-------- ITEMS --------

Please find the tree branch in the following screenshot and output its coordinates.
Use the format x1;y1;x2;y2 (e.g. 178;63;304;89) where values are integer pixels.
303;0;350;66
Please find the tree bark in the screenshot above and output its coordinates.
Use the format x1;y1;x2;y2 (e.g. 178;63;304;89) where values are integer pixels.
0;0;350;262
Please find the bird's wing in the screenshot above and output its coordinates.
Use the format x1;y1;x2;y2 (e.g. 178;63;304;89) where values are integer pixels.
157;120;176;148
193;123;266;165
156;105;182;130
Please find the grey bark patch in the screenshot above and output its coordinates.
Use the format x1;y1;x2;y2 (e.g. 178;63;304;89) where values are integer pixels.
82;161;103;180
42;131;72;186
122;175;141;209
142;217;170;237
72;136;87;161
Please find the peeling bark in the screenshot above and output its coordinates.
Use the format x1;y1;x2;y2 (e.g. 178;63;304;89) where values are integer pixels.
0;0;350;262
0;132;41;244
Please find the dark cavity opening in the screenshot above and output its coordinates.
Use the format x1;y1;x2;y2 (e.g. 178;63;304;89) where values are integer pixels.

--------

▶ **DIRECTIVE**:
Rewrite all of the records above as a numbered list, with no blank lines.

▶ **IN RESPONSE**:
1. Please find the tree branch in the following screenshot and output its coordinates.
2. Use the format x1;y1;x2;y2 (e.g. 178;63;304;89) where values are integer pixels.
3. 303;0;350;66
4. Please find the tree bark in the screenshot above and output its coordinates.
5. Use the format x1;y1;x2;y2 (e.g. 178;63;304;89) where values are integer pixels.
6. 0;0;350;262
7. Please find the bird's wing in the screenshot above and output its coordinates.
8. Use the format x1;y1;x2;y2 (e.g. 178;63;304;89) where values are integer pixels.
9. 157;120;176;148
10. 193;123;266;165
11. 156;105;182;130
12. Please find the grey bark patch in the screenshot above and output its coordinates.
13. Use the format x1;y1;x2;y2 (e.g. 178;63;304;89) where values are integer pixels.
14. 82;161;103;180
15. 42;131;72;186
16. 122;175;141;209
17. 142;217;170;237
18. 72;136;87;161
19. Please find the peeling bark in the screenshot above and output its coordinates.
20. Use the format x1;y1;x2;y2 (e.g. 178;63;304;89) where values are integer pixels.
21. 0;0;350;262
22. 0;132;41;244
23. Please find the dark cavity opening in the screenshot above and output its coordinates.
24. Use the format x1;y1;x2;y2 (e.g. 178;63;304;89) where values are integer pixels.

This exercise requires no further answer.